■ Testo estratto
La vita di Leon Powe Jr. è sempre stata in rimonta. Marzo 2002, Arco Arena, Sacramento, quarto quarto delle California Division I Championship Finals 2002 tra gli Oakland Tech Bulldogs e gli LA Westchester Comets.
I Bulldogs sono sotto, e il loro centro titolare -nonché miglior giocatore della squadra e quarto prospetto liceale della nazione- siede in panchina con problemi di falli. Coach Hodari McGavock, vedendo la sua squadra inseguire di dieci punti, rischia e mette il suo miglior giocatore in campo. Leon -il quale ha guidato i Bulldogs sino alle finali statali con un record di 28-3 recitando 28 punti e 14 rimbalzi a sera- entra e favorisce un parziale di 11-0 che riporta Oakland sopra di un punto.
Eppure “The Greater Man upstairs know when it’s [the] time. Right now isn’t the time“. I piani dell’Altissimo non contemplavano che Leon Powe trionfasse; i Bulldogs vengono sconfitti 80 a 75 nonostante i 23 punti, di cui 12 nell’ultimo periodo, di Leon Powe. L’aspro della sconfitta è un sapore abitudinario nella vita di Leon: quattro giorni prima della partita difronte ai 10000 dell’Arco Arena, sua madre, Connie Landry, fu trovata morta in un motel di Oak City; aveva quarant’anni quando la cardiopatia l’ha esentata dalla vita.
Leon Powe è di Oakland, la turpe e sordida San Francisco; città che ha visto diventare uomini Bill Russell, Paul Silas, Gary Payton, Brian Shaw, Jason Kidd, e che ha visto molte più anime dannate non farcela, fuorviati dalle sue vie deprecabili.
Leon Powe Sr. abbandonò abominevolmente la famiglia mentre suo figlio maggiore doveva ancora spegnere la terza candelina, poiché seppe della venuta di un’altra bocca da sfamare: Tim, futuro fratello di Leon Powe Jr.
La madre di Leon, avendo due figli a carico ed essendo l’unica fonte di reditto famigliare, s’industriava nel fare la venditrice ambulante di capi d’abbigliamento; inoltre lavorava in parcheggi e come badante, finanche da segretaria supplente per l’autunno 1991 presso un ospedale. Questi lavori, coniugati a un modesto aiuto pecuniario dalla nonna materna di Leon e a sussidi dello Stato, permettevano a Conny Landry di mantenere un tetto sopra la testa e sfamare i figli.

■ Dati grezzi
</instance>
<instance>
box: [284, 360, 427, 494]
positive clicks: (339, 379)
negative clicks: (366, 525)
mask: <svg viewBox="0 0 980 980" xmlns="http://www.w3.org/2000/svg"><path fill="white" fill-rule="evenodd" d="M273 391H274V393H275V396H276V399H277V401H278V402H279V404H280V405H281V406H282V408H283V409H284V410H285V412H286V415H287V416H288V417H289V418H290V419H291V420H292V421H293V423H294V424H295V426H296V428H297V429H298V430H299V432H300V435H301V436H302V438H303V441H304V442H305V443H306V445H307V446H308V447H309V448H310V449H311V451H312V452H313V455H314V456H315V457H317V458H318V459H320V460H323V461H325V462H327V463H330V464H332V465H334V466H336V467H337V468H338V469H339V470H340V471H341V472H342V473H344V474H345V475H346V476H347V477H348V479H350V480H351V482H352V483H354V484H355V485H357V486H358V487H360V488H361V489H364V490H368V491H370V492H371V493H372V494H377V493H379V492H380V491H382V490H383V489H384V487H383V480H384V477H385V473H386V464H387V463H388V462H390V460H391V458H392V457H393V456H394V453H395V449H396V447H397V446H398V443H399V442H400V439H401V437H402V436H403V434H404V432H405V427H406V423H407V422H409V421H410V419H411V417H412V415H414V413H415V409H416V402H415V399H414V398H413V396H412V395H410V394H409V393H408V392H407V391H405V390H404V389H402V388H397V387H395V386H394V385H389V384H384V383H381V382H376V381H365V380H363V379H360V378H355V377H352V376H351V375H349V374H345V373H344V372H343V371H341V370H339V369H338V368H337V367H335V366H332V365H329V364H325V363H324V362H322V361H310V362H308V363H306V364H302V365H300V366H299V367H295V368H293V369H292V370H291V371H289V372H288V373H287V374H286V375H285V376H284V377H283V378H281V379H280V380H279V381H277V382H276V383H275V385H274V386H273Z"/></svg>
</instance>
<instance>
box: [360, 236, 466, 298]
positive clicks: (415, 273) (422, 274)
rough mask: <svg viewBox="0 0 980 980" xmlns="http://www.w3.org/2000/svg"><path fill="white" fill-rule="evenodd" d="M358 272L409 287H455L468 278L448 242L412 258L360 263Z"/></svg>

■ Obiettivo dell'esercizio
Rispondi a queste domande sul testo dedicato a Leon Powe:
(a) Con quale record i Bulldogs arrivarono alle finali statali?
(b) Con quale punteggio i Bulldogs persero la finale?
(c) Che lavoro svolse la madre di Leon in un ospedale nell'autunno 1991?

■ Risultato dell'esercizio
(a) 28-3.
(b) 80 a 75.
(c) Fece la segretaria supplente.